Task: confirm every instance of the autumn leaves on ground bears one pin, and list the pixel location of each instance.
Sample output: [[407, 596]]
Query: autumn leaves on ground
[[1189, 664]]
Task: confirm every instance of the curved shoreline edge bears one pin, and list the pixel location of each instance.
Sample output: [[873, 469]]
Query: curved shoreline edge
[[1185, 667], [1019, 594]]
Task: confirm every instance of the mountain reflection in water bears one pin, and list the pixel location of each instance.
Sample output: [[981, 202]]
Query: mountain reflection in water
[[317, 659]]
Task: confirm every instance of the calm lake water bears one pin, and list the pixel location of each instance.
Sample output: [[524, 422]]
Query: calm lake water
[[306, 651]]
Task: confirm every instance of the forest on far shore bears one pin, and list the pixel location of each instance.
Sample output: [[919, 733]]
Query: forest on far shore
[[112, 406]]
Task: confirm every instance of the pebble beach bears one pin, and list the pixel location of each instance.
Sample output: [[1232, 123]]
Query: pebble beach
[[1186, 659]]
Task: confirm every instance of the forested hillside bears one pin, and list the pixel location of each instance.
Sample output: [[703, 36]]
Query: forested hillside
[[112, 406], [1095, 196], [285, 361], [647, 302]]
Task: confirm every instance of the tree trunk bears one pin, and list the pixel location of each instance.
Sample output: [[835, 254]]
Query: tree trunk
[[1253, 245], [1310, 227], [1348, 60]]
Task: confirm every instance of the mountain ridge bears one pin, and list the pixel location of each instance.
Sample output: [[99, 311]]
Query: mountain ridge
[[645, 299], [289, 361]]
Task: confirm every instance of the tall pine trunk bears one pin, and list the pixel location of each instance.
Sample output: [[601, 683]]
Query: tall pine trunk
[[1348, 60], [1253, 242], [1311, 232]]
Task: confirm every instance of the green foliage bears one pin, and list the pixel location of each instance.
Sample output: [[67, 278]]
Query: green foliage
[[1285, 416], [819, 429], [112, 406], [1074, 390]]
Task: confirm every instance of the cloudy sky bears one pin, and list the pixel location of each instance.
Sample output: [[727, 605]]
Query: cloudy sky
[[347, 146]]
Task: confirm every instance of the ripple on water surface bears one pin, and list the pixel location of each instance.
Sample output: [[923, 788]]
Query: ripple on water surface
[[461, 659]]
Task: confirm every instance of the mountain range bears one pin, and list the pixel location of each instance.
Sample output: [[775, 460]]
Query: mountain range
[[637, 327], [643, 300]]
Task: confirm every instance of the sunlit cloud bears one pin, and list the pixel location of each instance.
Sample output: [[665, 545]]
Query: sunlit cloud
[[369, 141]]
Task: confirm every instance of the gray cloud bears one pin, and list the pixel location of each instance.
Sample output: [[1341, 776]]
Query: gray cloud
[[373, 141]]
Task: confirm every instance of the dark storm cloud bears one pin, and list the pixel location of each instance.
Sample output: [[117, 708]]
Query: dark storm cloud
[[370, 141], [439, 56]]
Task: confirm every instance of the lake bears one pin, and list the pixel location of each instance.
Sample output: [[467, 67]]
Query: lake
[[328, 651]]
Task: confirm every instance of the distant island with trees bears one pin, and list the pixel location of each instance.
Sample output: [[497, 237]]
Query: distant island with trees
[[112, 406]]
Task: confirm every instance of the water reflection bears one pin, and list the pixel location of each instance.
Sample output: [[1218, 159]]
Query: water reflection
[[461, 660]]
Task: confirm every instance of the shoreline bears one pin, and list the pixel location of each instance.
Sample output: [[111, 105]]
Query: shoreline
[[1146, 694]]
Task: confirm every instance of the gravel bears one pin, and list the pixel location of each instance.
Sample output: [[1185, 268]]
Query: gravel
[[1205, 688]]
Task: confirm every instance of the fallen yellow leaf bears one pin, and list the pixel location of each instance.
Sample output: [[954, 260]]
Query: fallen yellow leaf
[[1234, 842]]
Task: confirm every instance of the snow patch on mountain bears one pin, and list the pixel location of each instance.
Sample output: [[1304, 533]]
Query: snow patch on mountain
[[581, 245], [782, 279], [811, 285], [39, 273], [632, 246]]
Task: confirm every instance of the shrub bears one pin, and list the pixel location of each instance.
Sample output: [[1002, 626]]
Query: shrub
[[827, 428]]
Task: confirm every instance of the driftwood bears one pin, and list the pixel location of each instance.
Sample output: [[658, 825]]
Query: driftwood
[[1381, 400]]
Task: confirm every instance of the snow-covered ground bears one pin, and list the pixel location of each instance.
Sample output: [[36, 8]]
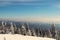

┄┄┄┄┄┄┄┄┄┄

What to produce:
Turn the part of the items above that opens with the line containing "Task: confirm every instance of the shrub" and runs through the end of the items into a numbered list. Leave out blank lines and the pictures.

Full answer:
1. Task: confirm every instance of the shrub bears one pin, and list the pixel location of each instance.
2. Sample output: [[1002, 626]]
3. Query: shrub
4. [[827, 428]]
5. Task: confirm every instance of the driftwood bears one pin, and list the pixel location of each instance.
6. Sample output: [[658, 825]]
7. Query: driftwood
8. [[1381, 400]]
9. Task: confirm every instance of the snow-covered ground bears one pin, and list the pixel location of each instance.
10. Sample output: [[36, 8]]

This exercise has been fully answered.